**Work to complete**
Please reproduce verbatim the lines of the data below, starting with the line that contains "task=detect input=hand" and continuing through the line that contains "[103,11,179,150]". Include both of those lines.

┌─ Records provided

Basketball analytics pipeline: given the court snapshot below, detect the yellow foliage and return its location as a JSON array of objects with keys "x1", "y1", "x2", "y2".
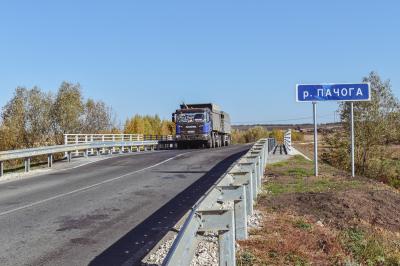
[{"x1": 124, "y1": 115, "x2": 175, "y2": 135}]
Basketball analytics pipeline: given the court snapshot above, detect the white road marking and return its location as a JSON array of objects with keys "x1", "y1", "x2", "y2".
[{"x1": 0, "y1": 152, "x2": 190, "y2": 216}]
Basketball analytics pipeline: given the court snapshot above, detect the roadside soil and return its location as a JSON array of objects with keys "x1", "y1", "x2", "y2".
[{"x1": 237, "y1": 155, "x2": 400, "y2": 265}]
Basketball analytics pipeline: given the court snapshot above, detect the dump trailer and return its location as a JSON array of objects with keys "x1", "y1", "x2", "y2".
[{"x1": 172, "y1": 103, "x2": 231, "y2": 148}]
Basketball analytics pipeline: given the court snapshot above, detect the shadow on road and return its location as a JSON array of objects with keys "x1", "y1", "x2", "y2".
[{"x1": 89, "y1": 150, "x2": 247, "y2": 266}]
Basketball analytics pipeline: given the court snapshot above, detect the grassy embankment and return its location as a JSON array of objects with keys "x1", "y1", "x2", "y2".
[{"x1": 237, "y1": 154, "x2": 400, "y2": 265}]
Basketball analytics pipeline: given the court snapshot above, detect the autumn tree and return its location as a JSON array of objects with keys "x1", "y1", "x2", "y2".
[{"x1": 52, "y1": 81, "x2": 84, "y2": 142}]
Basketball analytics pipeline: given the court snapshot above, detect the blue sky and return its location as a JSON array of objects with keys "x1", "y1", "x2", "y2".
[{"x1": 0, "y1": 0, "x2": 400, "y2": 123}]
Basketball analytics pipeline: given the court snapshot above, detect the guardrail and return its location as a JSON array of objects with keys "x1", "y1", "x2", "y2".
[
  {"x1": 163, "y1": 139, "x2": 275, "y2": 266},
  {"x1": 0, "y1": 140, "x2": 159, "y2": 177},
  {"x1": 283, "y1": 129, "x2": 292, "y2": 155},
  {"x1": 64, "y1": 134, "x2": 174, "y2": 144}
]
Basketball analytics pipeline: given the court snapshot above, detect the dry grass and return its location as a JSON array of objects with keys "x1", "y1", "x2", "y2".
[{"x1": 237, "y1": 156, "x2": 400, "y2": 265}]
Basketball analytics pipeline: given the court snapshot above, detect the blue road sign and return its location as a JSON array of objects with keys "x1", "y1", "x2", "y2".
[{"x1": 296, "y1": 83, "x2": 371, "y2": 102}]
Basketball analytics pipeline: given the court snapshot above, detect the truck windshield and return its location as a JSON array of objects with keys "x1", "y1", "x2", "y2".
[{"x1": 178, "y1": 113, "x2": 205, "y2": 123}]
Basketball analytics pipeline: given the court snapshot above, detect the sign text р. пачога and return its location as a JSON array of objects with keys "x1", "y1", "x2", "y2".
[{"x1": 296, "y1": 83, "x2": 371, "y2": 102}]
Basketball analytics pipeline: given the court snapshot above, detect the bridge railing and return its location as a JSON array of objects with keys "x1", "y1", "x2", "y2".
[
  {"x1": 64, "y1": 134, "x2": 174, "y2": 144},
  {"x1": 283, "y1": 129, "x2": 292, "y2": 155},
  {"x1": 163, "y1": 139, "x2": 275, "y2": 266},
  {"x1": 0, "y1": 139, "x2": 159, "y2": 176}
]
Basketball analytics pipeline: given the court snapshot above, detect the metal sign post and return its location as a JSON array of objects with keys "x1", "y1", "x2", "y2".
[
  {"x1": 350, "y1": 102, "x2": 356, "y2": 177},
  {"x1": 313, "y1": 102, "x2": 318, "y2": 176},
  {"x1": 296, "y1": 83, "x2": 371, "y2": 177}
]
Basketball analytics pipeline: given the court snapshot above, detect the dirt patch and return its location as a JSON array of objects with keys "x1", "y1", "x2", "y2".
[{"x1": 260, "y1": 189, "x2": 400, "y2": 232}]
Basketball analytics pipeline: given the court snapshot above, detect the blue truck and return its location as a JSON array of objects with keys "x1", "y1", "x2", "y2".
[{"x1": 172, "y1": 103, "x2": 231, "y2": 149}]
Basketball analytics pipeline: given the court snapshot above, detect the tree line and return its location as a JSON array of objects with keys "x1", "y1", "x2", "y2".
[
  {"x1": 0, "y1": 82, "x2": 116, "y2": 150},
  {"x1": 124, "y1": 114, "x2": 175, "y2": 136},
  {"x1": 0, "y1": 82, "x2": 175, "y2": 154}
]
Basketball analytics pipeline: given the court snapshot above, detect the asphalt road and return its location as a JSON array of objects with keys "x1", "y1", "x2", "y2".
[{"x1": 0, "y1": 146, "x2": 249, "y2": 265}]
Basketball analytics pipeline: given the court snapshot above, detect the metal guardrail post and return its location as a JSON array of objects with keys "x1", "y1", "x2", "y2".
[
  {"x1": 163, "y1": 139, "x2": 275, "y2": 266},
  {"x1": 228, "y1": 169, "x2": 257, "y2": 215},
  {"x1": 162, "y1": 210, "x2": 202, "y2": 266},
  {"x1": 217, "y1": 185, "x2": 248, "y2": 240},
  {"x1": 47, "y1": 154, "x2": 53, "y2": 168},
  {"x1": 198, "y1": 210, "x2": 236, "y2": 266},
  {"x1": 25, "y1": 157, "x2": 31, "y2": 173}
]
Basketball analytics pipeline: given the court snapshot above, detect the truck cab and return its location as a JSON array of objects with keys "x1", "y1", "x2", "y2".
[{"x1": 172, "y1": 104, "x2": 230, "y2": 148}]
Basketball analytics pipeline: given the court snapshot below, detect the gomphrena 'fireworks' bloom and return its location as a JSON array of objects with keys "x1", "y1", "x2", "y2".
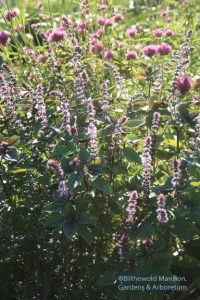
[
  {"x1": 157, "y1": 43, "x2": 172, "y2": 55},
  {"x1": 4, "y1": 8, "x2": 20, "y2": 22},
  {"x1": 36, "y1": 2, "x2": 44, "y2": 9},
  {"x1": 92, "y1": 28, "x2": 103, "y2": 39},
  {"x1": 30, "y1": 23, "x2": 38, "y2": 30},
  {"x1": 142, "y1": 136, "x2": 152, "y2": 200},
  {"x1": 48, "y1": 159, "x2": 68, "y2": 198},
  {"x1": 104, "y1": 50, "x2": 115, "y2": 59},
  {"x1": 142, "y1": 45, "x2": 158, "y2": 57},
  {"x1": 0, "y1": 31, "x2": 9, "y2": 46},
  {"x1": 89, "y1": 38, "x2": 103, "y2": 54},
  {"x1": 153, "y1": 28, "x2": 164, "y2": 38},
  {"x1": 125, "y1": 51, "x2": 138, "y2": 60},
  {"x1": 156, "y1": 194, "x2": 168, "y2": 224},
  {"x1": 36, "y1": 54, "x2": 47, "y2": 62},
  {"x1": 172, "y1": 158, "x2": 181, "y2": 194},
  {"x1": 165, "y1": 29, "x2": 174, "y2": 37},
  {"x1": 96, "y1": 18, "x2": 105, "y2": 26},
  {"x1": 49, "y1": 28, "x2": 66, "y2": 42},
  {"x1": 177, "y1": 76, "x2": 192, "y2": 95},
  {"x1": 126, "y1": 27, "x2": 137, "y2": 37},
  {"x1": 114, "y1": 14, "x2": 124, "y2": 22},
  {"x1": 104, "y1": 19, "x2": 113, "y2": 27}
]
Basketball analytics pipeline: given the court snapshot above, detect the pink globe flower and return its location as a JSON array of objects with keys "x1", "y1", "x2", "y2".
[
  {"x1": 114, "y1": 14, "x2": 124, "y2": 22},
  {"x1": 126, "y1": 27, "x2": 137, "y2": 37},
  {"x1": 165, "y1": 29, "x2": 174, "y2": 37},
  {"x1": 0, "y1": 31, "x2": 9, "y2": 46},
  {"x1": 115, "y1": 41, "x2": 124, "y2": 49},
  {"x1": 89, "y1": 38, "x2": 103, "y2": 54},
  {"x1": 93, "y1": 28, "x2": 103, "y2": 39},
  {"x1": 176, "y1": 76, "x2": 192, "y2": 95},
  {"x1": 38, "y1": 14, "x2": 44, "y2": 19},
  {"x1": 36, "y1": 54, "x2": 47, "y2": 62},
  {"x1": 125, "y1": 51, "x2": 138, "y2": 60},
  {"x1": 13, "y1": 8, "x2": 20, "y2": 17},
  {"x1": 4, "y1": 10, "x2": 14, "y2": 22},
  {"x1": 31, "y1": 23, "x2": 38, "y2": 30},
  {"x1": 97, "y1": 18, "x2": 105, "y2": 26},
  {"x1": 49, "y1": 28, "x2": 66, "y2": 42},
  {"x1": 61, "y1": 16, "x2": 72, "y2": 28},
  {"x1": 78, "y1": 28, "x2": 86, "y2": 36},
  {"x1": 104, "y1": 50, "x2": 115, "y2": 59},
  {"x1": 153, "y1": 28, "x2": 164, "y2": 38},
  {"x1": 157, "y1": 43, "x2": 172, "y2": 55},
  {"x1": 160, "y1": 10, "x2": 168, "y2": 17},
  {"x1": 142, "y1": 45, "x2": 158, "y2": 57},
  {"x1": 105, "y1": 19, "x2": 113, "y2": 27},
  {"x1": 36, "y1": 2, "x2": 44, "y2": 9}
]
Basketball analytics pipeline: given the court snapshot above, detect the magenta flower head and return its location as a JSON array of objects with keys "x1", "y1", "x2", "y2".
[
  {"x1": 160, "y1": 10, "x2": 168, "y2": 17},
  {"x1": 97, "y1": 18, "x2": 105, "y2": 26},
  {"x1": 114, "y1": 14, "x2": 124, "y2": 22},
  {"x1": 31, "y1": 23, "x2": 38, "y2": 30},
  {"x1": 105, "y1": 19, "x2": 113, "y2": 26},
  {"x1": 125, "y1": 51, "x2": 138, "y2": 60},
  {"x1": 4, "y1": 10, "x2": 14, "y2": 22},
  {"x1": 89, "y1": 38, "x2": 103, "y2": 54},
  {"x1": 157, "y1": 43, "x2": 172, "y2": 55},
  {"x1": 104, "y1": 50, "x2": 115, "y2": 59},
  {"x1": 126, "y1": 27, "x2": 137, "y2": 37},
  {"x1": 0, "y1": 31, "x2": 9, "y2": 46},
  {"x1": 177, "y1": 76, "x2": 192, "y2": 95},
  {"x1": 49, "y1": 28, "x2": 66, "y2": 42},
  {"x1": 142, "y1": 45, "x2": 158, "y2": 57},
  {"x1": 153, "y1": 28, "x2": 164, "y2": 38},
  {"x1": 92, "y1": 28, "x2": 103, "y2": 39},
  {"x1": 36, "y1": 2, "x2": 44, "y2": 9},
  {"x1": 165, "y1": 29, "x2": 174, "y2": 37},
  {"x1": 166, "y1": 17, "x2": 172, "y2": 23},
  {"x1": 36, "y1": 54, "x2": 47, "y2": 62}
]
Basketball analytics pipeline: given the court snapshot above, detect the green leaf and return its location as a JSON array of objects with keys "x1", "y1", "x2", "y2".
[
  {"x1": 170, "y1": 217, "x2": 198, "y2": 240},
  {"x1": 68, "y1": 172, "x2": 83, "y2": 192},
  {"x1": 46, "y1": 212, "x2": 64, "y2": 228},
  {"x1": 63, "y1": 223, "x2": 78, "y2": 240},
  {"x1": 123, "y1": 147, "x2": 141, "y2": 164},
  {"x1": 94, "y1": 177, "x2": 113, "y2": 195},
  {"x1": 77, "y1": 212, "x2": 98, "y2": 225},
  {"x1": 78, "y1": 226, "x2": 93, "y2": 245},
  {"x1": 96, "y1": 271, "x2": 116, "y2": 286}
]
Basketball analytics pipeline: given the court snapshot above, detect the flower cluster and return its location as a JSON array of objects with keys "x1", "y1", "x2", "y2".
[
  {"x1": 151, "y1": 112, "x2": 160, "y2": 162},
  {"x1": 156, "y1": 194, "x2": 168, "y2": 224},
  {"x1": 50, "y1": 90, "x2": 72, "y2": 135},
  {"x1": 87, "y1": 99, "x2": 98, "y2": 160},
  {"x1": 101, "y1": 82, "x2": 111, "y2": 123},
  {"x1": 172, "y1": 158, "x2": 180, "y2": 194},
  {"x1": 142, "y1": 136, "x2": 152, "y2": 200}
]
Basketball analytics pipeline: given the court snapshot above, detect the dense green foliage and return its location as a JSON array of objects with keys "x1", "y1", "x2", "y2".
[{"x1": 0, "y1": 1, "x2": 200, "y2": 300}]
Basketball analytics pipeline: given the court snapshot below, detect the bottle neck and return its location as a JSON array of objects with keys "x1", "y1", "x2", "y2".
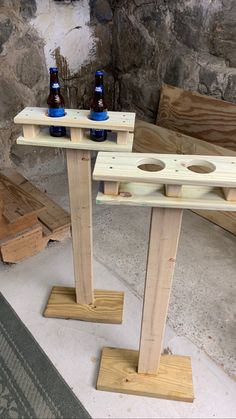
[
  {"x1": 50, "y1": 73, "x2": 60, "y2": 93},
  {"x1": 95, "y1": 75, "x2": 104, "y2": 90}
]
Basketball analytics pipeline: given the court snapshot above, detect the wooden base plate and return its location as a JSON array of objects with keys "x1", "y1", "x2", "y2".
[
  {"x1": 97, "y1": 348, "x2": 194, "y2": 402},
  {"x1": 44, "y1": 287, "x2": 124, "y2": 324}
]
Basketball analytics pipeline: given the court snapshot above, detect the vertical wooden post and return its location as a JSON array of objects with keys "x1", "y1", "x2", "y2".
[
  {"x1": 138, "y1": 208, "x2": 183, "y2": 374},
  {"x1": 67, "y1": 149, "x2": 93, "y2": 304}
]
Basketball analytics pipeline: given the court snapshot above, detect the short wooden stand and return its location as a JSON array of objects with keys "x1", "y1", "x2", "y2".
[
  {"x1": 14, "y1": 108, "x2": 135, "y2": 323},
  {"x1": 93, "y1": 153, "x2": 236, "y2": 402}
]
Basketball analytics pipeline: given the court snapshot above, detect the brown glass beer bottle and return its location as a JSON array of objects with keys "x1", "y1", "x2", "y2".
[
  {"x1": 47, "y1": 67, "x2": 66, "y2": 137},
  {"x1": 90, "y1": 70, "x2": 108, "y2": 141}
]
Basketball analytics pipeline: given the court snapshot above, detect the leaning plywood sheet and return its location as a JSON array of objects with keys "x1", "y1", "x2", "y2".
[
  {"x1": 133, "y1": 120, "x2": 236, "y2": 235},
  {"x1": 157, "y1": 84, "x2": 236, "y2": 151}
]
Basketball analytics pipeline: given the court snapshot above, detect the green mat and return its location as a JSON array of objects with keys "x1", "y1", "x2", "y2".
[{"x1": 0, "y1": 293, "x2": 90, "y2": 419}]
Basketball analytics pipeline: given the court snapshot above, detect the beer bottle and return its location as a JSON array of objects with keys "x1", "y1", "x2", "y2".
[
  {"x1": 47, "y1": 67, "x2": 66, "y2": 137},
  {"x1": 90, "y1": 70, "x2": 108, "y2": 141}
]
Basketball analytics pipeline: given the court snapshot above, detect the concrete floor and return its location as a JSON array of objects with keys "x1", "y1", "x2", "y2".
[{"x1": 0, "y1": 168, "x2": 236, "y2": 418}]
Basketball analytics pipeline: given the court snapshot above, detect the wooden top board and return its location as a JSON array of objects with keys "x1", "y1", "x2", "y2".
[
  {"x1": 14, "y1": 107, "x2": 135, "y2": 132},
  {"x1": 93, "y1": 152, "x2": 236, "y2": 187},
  {"x1": 16, "y1": 128, "x2": 133, "y2": 152},
  {"x1": 157, "y1": 84, "x2": 236, "y2": 151}
]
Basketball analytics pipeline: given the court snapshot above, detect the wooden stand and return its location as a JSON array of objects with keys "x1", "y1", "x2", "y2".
[
  {"x1": 93, "y1": 153, "x2": 236, "y2": 402},
  {"x1": 14, "y1": 108, "x2": 135, "y2": 323}
]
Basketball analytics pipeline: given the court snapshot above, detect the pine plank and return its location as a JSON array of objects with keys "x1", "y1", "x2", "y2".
[
  {"x1": 96, "y1": 182, "x2": 236, "y2": 212},
  {"x1": 157, "y1": 84, "x2": 236, "y2": 151},
  {"x1": 14, "y1": 107, "x2": 135, "y2": 131},
  {"x1": 138, "y1": 208, "x2": 183, "y2": 374},
  {"x1": 93, "y1": 152, "x2": 236, "y2": 187},
  {"x1": 67, "y1": 150, "x2": 94, "y2": 304},
  {"x1": 97, "y1": 348, "x2": 194, "y2": 402},
  {"x1": 44, "y1": 286, "x2": 124, "y2": 324},
  {"x1": 16, "y1": 128, "x2": 134, "y2": 152}
]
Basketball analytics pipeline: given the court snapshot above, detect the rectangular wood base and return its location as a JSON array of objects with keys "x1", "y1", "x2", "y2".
[
  {"x1": 97, "y1": 348, "x2": 194, "y2": 402},
  {"x1": 44, "y1": 286, "x2": 124, "y2": 324}
]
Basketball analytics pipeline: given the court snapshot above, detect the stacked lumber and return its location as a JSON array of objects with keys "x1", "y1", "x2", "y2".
[{"x1": 0, "y1": 169, "x2": 70, "y2": 263}]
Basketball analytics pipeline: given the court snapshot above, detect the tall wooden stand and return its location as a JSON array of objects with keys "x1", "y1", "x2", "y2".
[
  {"x1": 14, "y1": 108, "x2": 135, "y2": 323},
  {"x1": 93, "y1": 153, "x2": 236, "y2": 402}
]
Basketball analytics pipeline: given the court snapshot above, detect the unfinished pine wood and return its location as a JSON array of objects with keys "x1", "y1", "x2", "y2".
[
  {"x1": 23, "y1": 125, "x2": 40, "y2": 138},
  {"x1": 103, "y1": 181, "x2": 120, "y2": 195},
  {"x1": 44, "y1": 287, "x2": 124, "y2": 324},
  {"x1": 93, "y1": 152, "x2": 236, "y2": 187},
  {"x1": 117, "y1": 131, "x2": 129, "y2": 144},
  {"x1": 0, "y1": 223, "x2": 47, "y2": 263},
  {"x1": 16, "y1": 128, "x2": 133, "y2": 152},
  {"x1": 96, "y1": 182, "x2": 236, "y2": 212},
  {"x1": 0, "y1": 214, "x2": 38, "y2": 240},
  {"x1": 157, "y1": 84, "x2": 236, "y2": 151},
  {"x1": 14, "y1": 107, "x2": 135, "y2": 131},
  {"x1": 0, "y1": 174, "x2": 44, "y2": 223},
  {"x1": 133, "y1": 120, "x2": 236, "y2": 235},
  {"x1": 70, "y1": 128, "x2": 83, "y2": 142},
  {"x1": 165, "y1": 185, "x2": 182, "y2": 198},
  {"x1": 223, "y1": 188, "x2": 236, "y2": 201},
  {"x1": 67, "y1": 150, "x2": 93, "y2": 304},
  {"x1": 97, "y1": 348, "x2": 194, "y2": 402},
  {"x1": 138, "y1": 208, "x2": 183, "y2": 374},
  {"x1": 0, "y1": 168, "x2": 71, "y2": 240}
]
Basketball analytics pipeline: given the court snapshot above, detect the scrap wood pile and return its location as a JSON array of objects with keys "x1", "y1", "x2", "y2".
[
  {"x1": 0, "y1": 169, "x2": 70, "y2": 263},
  {"x1": 133, "y1": 84, "x2": 236, "y2": 235}
]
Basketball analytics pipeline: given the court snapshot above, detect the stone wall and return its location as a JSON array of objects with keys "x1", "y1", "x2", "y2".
[
  {"x1": 113, "y1": 0, "x2": 236, "y2": 122},
  {"x1": 0, "y1": 0, "x2": 113, "y2": 173},
  {"x1": 0, "y1": 0, "x2": 236, "y2": 172}
]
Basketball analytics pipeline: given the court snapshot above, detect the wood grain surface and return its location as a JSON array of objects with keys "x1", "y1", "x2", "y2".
[
  {"x1": 133, "y1": 120, "x2": 236, "y2": 235},
  {"x1": 0, "y1": 173, "x2": 44, "y2": 223},
  {"x1": 97, "y1": 348, "x2": 194, "y2": 402},
  {"x1": 157, "y1": 84, "x2": 236, "y2": 151},
  {"x1": 44, "y1": 286, "x2": 124, "y2": 324}
]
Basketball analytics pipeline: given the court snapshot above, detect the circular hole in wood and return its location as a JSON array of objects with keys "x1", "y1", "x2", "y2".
[
  {"x1": 186, "y1": 160, "x2": 216, "y2": 173},
  {"x1": 137, "y1": 158, "x2": 165, "y2": 172}
]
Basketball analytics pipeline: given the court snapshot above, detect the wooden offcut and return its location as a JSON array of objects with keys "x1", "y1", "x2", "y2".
[
  {"x1": 97, "y1": 348, "x2": 194, "y2": 402},
  {"x1": 157, "y1": 84, "x2": 236, "y2": 151},
  {"x1": 0, "y1": 169, "x2": 70, "y2": 263},
  {"x1": 138, "y1": 208, "x2": 183, "y2": 374},
  {"x1": 0, "y1": 173, "x2": 43, "y2": 223},
  {"x1": 44, "y1": 286, "x2": 124, "y2": 324}
]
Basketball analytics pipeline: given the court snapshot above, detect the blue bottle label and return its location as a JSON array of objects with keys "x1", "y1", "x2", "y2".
[
  {"x1": 90, "y1": 111, "x2": 109, "y2": 121},
  {"x1": 48, "y1": 108, "x2": 65, "y2": 118},
  {"x1": 95, "y1": 86, "x2": 103, "y2": 93}
]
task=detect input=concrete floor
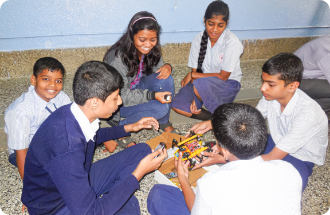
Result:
[0,99,330,215]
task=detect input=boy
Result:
[148,103,301,215]
[191,53,328,191]
[5,57,70,179]
[22,61,167,214]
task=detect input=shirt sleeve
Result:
[222,42,243,73]
[256,97,268,118]
[45,146,139,214]
[96,125,131,145]
[5,109,31,150]
[104,51,151,107]
[188,34,200,69]
[276,108,320,154]
[317,53,330,83]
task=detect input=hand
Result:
[174,152,190,184]
[22,205,29,214]
[128,117,159,132]
[181,72,191,87]
[155,91,172,104]
[132,149,167,181]
[186,120,212,138]
[193,151,226,170]
[156,64,172,79]
[102,140,118,153]
[190,100,202,114]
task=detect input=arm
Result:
[15,149,28,180]
[44,150,139,214]
[96,117,159,145]
[191,68,231,81]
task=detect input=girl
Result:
[172,1,243,120]
[103,11,179,150]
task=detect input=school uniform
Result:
[256,89,328,190]
[22,103,151,215]
[148,156,302,215]
[172,29,243,113]
[294,35,330,111]
[4,85,70,166]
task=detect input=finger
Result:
[202,151,214,157]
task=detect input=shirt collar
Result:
[273,89,300,116]
[222,156,265,169]
[71,102,100,142]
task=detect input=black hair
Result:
[197,1,229,73]
[262,52,304,86]
[72,61,124,106]
[211,103,267,160]
[33,57,65,78]
[103,11,161,77]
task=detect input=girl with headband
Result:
[103,11,179,151]
[172,1,243,120]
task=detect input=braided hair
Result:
[197,1,229,73]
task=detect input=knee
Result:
[153,102,170,117]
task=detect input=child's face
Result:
[96,89,123,118]
[134,30,157,56]
[204,15,227,42]
[260,72,290,101]
[31,69,63,102]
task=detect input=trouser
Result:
[299,79,330,112]
[56,143,151,215]
[119,73,174,125]
[147,184,190,215]
[8,152,17,167]
[263,134,314,191]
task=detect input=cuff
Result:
[147,91,156,100]
[164,63,173,74]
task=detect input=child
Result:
[5,57,70,179]
[172,1,243,120]
[148,103,301,215]
[104,11,179,150]
[22,61,167,214]
[257,53,328,190]
[294,34,330,112]
[186,53,328,191]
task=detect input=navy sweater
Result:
[22,104,139,215]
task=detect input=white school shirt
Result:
[70,102,100,142]
[256,89,328,165]
[294,35,330,83]
[4,85,71,154]
[188,29,243,82]
[191,156,302,215]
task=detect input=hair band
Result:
[132,16,157,26]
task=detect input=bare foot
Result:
[102,140,118,153]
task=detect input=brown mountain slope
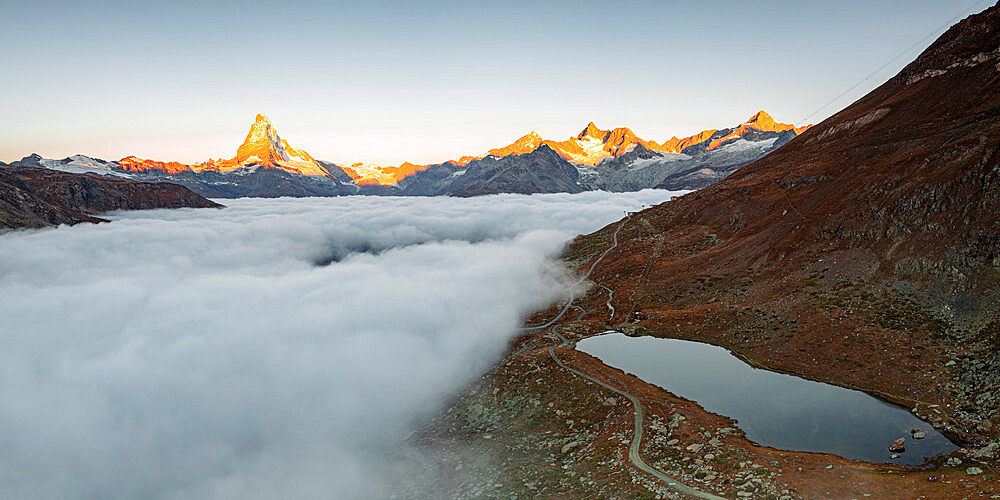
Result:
[0,163,222,230]
[567,1,1000,440]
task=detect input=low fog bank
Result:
[0,190,676,498]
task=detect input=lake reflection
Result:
[577,333,957,465]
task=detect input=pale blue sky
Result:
[0,0,992,164]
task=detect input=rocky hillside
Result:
[0,163,222,230]
[568,0,1000,446]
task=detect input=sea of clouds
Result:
[0,190,677,498]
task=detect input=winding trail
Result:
[520,216,724,500]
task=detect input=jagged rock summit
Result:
[569,0,1000,444]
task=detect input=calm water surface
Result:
[577,333,957,465]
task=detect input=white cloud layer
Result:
[0,190,674,498]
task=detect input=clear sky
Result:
[0,0,993,164]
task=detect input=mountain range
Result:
[13,111,808,198]
[569,0,1000,450]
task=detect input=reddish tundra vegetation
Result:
[413,6,1000,498]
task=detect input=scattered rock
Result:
[559,441,583,453]
[972,442,1000,460]
[889,438,906,451]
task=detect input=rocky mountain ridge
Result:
[0,163,222,231]
[568,0,1000,448]
[14,111,805,198]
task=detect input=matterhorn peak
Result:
[747,109,774,123]
[576,122,607,140]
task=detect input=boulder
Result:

└─

**Answer to the task**
task=detect input=hand
Result:
[174,152,190,184]
[22,205,29,214]
[128,117,159,132]
[181,72,191,87]
[155,91,172,104]
[132,149,167,181]
[186,120,212,138]
[193,151,226,170]
[156,64,172,79]
[102,140,118,153]
[190,100,202,114]
task=detect input=arm
Result:
[15,149,28,180]
[44,150,139,214]
[96,117,159,145]
[191,68,231,81]
task=detect input=girl
Result:
[172,1,243,120]
[103,11,179,150]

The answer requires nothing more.